▶ Task statement
Copy every line from the one containing "Could you point out every instance of the orange" through the last line of the records below, both included, and nothing else.

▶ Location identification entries

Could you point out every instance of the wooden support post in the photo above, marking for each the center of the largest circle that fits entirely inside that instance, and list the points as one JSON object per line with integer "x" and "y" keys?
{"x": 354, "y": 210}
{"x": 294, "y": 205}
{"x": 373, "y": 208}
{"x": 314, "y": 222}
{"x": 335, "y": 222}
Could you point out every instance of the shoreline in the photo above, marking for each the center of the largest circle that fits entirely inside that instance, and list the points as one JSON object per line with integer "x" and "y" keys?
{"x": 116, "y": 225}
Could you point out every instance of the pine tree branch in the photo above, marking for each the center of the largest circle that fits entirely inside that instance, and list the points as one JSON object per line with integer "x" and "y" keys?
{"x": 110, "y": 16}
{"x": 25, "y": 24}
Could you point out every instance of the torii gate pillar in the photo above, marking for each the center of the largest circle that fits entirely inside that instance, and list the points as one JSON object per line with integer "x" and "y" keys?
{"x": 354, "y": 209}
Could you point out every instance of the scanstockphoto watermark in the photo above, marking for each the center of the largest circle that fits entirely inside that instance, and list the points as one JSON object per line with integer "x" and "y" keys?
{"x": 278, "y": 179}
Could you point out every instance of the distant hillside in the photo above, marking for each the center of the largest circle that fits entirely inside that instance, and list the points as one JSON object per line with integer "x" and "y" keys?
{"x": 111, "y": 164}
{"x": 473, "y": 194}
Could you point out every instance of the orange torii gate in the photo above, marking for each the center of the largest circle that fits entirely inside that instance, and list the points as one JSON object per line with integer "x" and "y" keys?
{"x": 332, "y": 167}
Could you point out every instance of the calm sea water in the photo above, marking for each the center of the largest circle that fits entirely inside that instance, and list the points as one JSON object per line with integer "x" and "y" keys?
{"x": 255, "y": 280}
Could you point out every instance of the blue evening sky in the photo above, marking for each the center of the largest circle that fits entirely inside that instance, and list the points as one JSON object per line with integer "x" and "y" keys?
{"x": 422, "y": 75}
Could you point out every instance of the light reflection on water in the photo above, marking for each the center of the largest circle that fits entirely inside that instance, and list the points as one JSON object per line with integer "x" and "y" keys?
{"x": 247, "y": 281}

▶ Response to the task
Could you point out every instance of the orange torii gate in the photo above, marking for each the center of the largest circle that fits entirely inside that instance, and list the points as one JSON object per line with integer "x" and "y" keys?
{"x": 332, "y": 167}
Could you point out every instance of the calm sea water in the photo above, marking for each the center of the largest circle that fits entirely inside that instance, and list the points as one JSON object per line with integer "x" and "y" keys?
{"x": 255, "y": 280}
Could you point out every instance of the blue evening sky in the photo above, marking for each the center of the largest circle that fits entirely inside that instance, and list the points as one JSON object per line with integer "x" and "y" keys?
{"x": 422, "y": 75}
Could you point out every instance of the light reflection on water in the photo above, marking for each the center of the largest circle that fits entirely inside that instance, and list the points as one JSON object per line with integer "x" and "y" keys?
{"x": 247, "y": 281}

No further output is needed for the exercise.